--- start SOURCE MATERIAL ---

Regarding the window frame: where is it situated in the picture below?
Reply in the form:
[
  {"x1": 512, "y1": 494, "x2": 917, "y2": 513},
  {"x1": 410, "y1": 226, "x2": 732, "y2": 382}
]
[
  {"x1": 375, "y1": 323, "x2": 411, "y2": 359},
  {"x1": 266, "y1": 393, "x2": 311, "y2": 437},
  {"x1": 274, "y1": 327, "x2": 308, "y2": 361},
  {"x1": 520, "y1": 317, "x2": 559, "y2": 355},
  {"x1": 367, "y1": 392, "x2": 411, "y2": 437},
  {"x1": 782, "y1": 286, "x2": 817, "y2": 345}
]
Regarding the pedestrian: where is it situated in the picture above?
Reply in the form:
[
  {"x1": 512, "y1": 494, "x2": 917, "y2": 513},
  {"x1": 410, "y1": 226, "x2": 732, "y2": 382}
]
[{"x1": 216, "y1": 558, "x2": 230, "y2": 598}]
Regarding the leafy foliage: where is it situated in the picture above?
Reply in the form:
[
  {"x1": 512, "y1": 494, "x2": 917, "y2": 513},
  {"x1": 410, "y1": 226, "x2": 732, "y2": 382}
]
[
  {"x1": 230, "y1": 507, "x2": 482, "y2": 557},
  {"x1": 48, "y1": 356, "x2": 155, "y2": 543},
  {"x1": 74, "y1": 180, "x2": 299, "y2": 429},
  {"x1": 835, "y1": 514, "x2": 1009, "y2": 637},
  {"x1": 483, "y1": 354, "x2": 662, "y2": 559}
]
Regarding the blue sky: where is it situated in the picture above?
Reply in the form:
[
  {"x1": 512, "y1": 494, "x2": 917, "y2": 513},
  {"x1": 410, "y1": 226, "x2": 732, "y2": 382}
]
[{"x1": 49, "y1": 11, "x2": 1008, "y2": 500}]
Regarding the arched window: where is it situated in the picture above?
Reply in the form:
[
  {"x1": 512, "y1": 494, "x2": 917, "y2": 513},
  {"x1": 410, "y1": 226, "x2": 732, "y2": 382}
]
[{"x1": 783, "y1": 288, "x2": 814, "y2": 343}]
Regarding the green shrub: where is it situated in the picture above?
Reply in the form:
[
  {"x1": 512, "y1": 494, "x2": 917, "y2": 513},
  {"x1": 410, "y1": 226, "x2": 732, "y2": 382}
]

--- end SOURCE MATERIAL ---

## GIVEN REQUEST
Echo every line of the records above verbatim, from first to last.

## SOLUTION TO THIS PROBLEM
Regarding the window frame: where is it situated in the picture below?
Reply in the form:
[
  {"x1": 512, "y1": 494, "x2": 917, "y2": 513},
  {"x1": 410, "y1": 226, "x2": 732, "y2": 382}
]
[
  {"x1": 375, "y1": 323, "x2": 411, "y2": 359},
  {"x1": 266, "y1": 393, "x2": 311, "y2": 437},
  {"x1": 274, "y1": 327, "x2": 308, "y2": 361},
  {"x1": 520, "y1": 317, "x2": 559, "y2": 355},
  {"x1": 367, "y1": 392, "x2": 411, "y2": 437},
  {"x1": 782, "y1": 286, "x2": 817, "y2": 345}
]
Regarding the pedestrian: where is it situated in the picture above?
Reply in the form:
[
  {"x1": 512, "y1": 494, "x2": 917, "y2": 513},
  {"x1": 410, "y1": 226, "x2": 732, "y2": 382}
]
[{"x1": 216, "y1": 558, "x2": 230, "y2": 598}]
Regarding the leafy foliage: where is it situated in the picture above?
Reply in the form:
[
  {"x1": 512, "y1": 494, "x2": 917, "y2": 513},
  {"x1": 410, "y1": 226, "x2": 732, "y2": 382}
]
[
  {"x1": 230, "y1": 507, "x2": 482, "y2": 557},
  {"x1": 48, "y1": 356, "x2": 155, "y2": 543},
  {"x1": 74, "y1": 180, "x2": 299, "y2": 429},
  {"x1": 835, "y1": 514, "x2": 1009, "y2": 637},
  {"x1": 483, "y1": 354, "x2": 662, "y2": 559}
]
Regarding the blue sky: where is it situated in the picture above?
Reply in the form:
[
  {"x1": 512, "y1": 494, "x2": 917, "y2": 513},
  {"x1": 410, "y1": 226, "x2": 732, "y2": 382}
]
[{"x1": 49, "y1": 11, "x2": 1008, "y2": 500}]
Regarding the arched window: where is it situated in the picture above?
Reply in the form:
[
  {"x1": 512, "y1": 494, "x2": 917, "y2": 513},
  {"x1": 410, "y1": 226, "x2": 732, "y2": 382}
]
[{"x1": 783, "y1": 288, "x2": 814, "y2": 343}]
Regarding the green shrub: where is it situated in the picture above?
Reply in the form:
[
  {"x1": 512, "y1": 494, "x2": 917, "y2": 513},
  {"x1": 410, "y1": 226, "x2": 732, "y2": 382}
]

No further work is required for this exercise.